__Set task__. Rewrite every line of the entries below, changing each "--return-coords" to "--return-bbox" and leaving everything else the same. Leave out the pictures.

__Working data__.
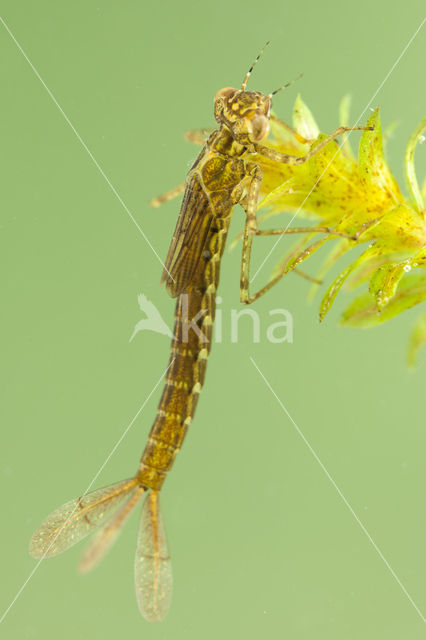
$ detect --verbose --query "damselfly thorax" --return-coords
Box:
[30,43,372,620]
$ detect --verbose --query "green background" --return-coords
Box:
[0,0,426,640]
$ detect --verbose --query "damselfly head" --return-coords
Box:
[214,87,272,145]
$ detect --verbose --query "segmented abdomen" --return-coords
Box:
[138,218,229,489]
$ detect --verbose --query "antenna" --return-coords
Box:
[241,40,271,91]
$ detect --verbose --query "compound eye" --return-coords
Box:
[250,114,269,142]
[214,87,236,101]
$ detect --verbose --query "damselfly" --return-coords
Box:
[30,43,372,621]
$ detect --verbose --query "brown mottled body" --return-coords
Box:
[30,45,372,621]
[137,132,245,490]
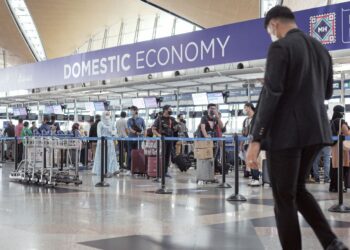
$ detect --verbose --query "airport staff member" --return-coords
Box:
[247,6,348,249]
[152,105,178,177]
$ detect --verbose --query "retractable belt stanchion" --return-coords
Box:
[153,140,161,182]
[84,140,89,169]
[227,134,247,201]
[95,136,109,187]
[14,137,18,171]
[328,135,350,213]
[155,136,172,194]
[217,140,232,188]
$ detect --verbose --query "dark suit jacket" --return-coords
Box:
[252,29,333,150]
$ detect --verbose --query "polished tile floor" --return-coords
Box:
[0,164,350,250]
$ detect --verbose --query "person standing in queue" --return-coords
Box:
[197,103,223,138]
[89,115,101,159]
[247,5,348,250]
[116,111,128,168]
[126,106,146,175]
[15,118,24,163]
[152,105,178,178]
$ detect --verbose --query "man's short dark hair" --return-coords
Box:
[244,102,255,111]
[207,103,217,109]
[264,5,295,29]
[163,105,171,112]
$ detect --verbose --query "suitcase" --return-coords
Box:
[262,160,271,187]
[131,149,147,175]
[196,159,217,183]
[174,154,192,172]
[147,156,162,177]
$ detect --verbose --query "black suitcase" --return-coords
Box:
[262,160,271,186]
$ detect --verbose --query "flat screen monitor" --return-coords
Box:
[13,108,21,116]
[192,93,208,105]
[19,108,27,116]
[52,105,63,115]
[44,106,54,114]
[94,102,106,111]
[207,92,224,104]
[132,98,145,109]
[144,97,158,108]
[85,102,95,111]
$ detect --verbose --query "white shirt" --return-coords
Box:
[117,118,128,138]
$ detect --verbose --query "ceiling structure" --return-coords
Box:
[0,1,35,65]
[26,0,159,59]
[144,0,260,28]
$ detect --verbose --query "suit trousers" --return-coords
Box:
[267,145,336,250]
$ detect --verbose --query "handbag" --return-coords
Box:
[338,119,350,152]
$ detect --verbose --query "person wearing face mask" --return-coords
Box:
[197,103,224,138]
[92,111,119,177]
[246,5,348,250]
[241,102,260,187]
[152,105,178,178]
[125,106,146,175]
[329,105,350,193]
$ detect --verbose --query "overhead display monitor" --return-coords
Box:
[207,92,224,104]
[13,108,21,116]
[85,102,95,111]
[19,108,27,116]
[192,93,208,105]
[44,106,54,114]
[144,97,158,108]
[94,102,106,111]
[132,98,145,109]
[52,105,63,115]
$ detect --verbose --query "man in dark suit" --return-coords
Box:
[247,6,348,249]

__Task solution__.
$ detect --verbose --query "damselfly thorax" --return-bbox
Box:
[30,43,372,620]
$ detect --verbose --query "green background" --return-bbox
Box:
[0,0,426,640]
$ detect --verbose --query "damselfly head" --return-bbox
Box:
[214,87,272,145]
$ detect --verbose --query "segmented abdomen" --return-bbox
Box:
[138,218,229,489]
$ detect --verbose --query "antenna" --return-bbox
Box:
[241,40,271,91]
$ detect --verbose --query "compound eye" --return-bbox
Box:
[250,114,269,142]
[214,87,236,101]
$ detect --verbose --query "damselfly" --return-bbox
Box:
[30,43,372,621]
$ detect --verbose --query "brown mottled body" --return-bbox
Box:
[30,45,372,621]
[137,132,245,490]
$ detect --verbose --query "airport staff member" --return-bbox
Box:
[247,6,348,249]
[152,105,178,177]
$ detect --verbose --query "retractable belt stanchion" --return-bbox
Box:
[153,140,161,182]
[84,140,89,169]
[227,134,247,201]
[95,136,109,187]
[14,137,18,171]
[328,135,350,213]
[155,136,172,194]
[217,140,232,188]
$ detect --verbose --query "dark suit jacket" --return-bbox
Box:
[252,29,333,150]
$ detect --verbose --query "polished tile floor" --return-bbox
Box:
[0,164,350,250]
$ detect --verbose --query "person standing in queue" --return-bbox
Box:
[197,103,223,138]
[89,115,101,159]
[247,5,348,250]
[116,111,128,168]
[126,106,146,175]
[15,118,24,163]
[152,105,178,178]
$ detect --verbose --query "man's short dark hair" --return-bbox
Box:
[244,102,255,111]
[207,103,217,109]
[264,5,295,29]
[163,105,171,112]
$ detect --verbose --query "suitcase" --return-bbox
Box:
[262,160,271,187]
[131,149,147,175]
[196,159,217,183]
[174,154,192,172]
[147,156,162,177]
$ detect --verbose --query "black suitcase" --return-bbox
Box:
[262,160,271,186]
$ detect --verbose --query "flat screen monitor" --return-bbox
Box:
[13,108,21,116]
[192,93,208,105]
[19,108,27,116]
[52,105,63,115]
[44,106,54,114]
[94,102,106,111]
[207,92,224,104]
[132,98,145,109]
[144,97,158,108]
[85,102,95,111]
$ detect --verbose --query "white shirt" --return-bbox
Box:
[117,118,128,138]
$ detect --verbose --query "ceiling structure" --return-bbox
Box:
[0,1,35,65]
[26,0,159,59]
[144,0,260,28]
$ detect --verbose --query "suit trousers" --return-bbox
Box:
[267,145,336,250]
$ detect --verbose --query "handbag" --return-bbox
Box:
[338,119,350,152]
$ detect --verbose --query "person wearing face mask" --return-bbox
Box:
[197,103,224,138]
[92,111,119,177]
[246,5,348,250]
[241,102,260,187]
[152,105,178,178]
[125,106,146,175]
[329,105,350,193]
$ detect --verbose --query "overhead display monitor" --return-bbox
Box:
[207,92,224,104]
[13,108,21,116]
[85,102,95,111]
[19,108,27,116]
[192,93,208,105]
[44,106,54,114]
[144,97,158,108]
[94,102,106,111]
[132,98,145,109]
[52,105,63,115]
$ detect --verbose --query "man in dark suit" --return-bbox
Box:
[247,6,348,249]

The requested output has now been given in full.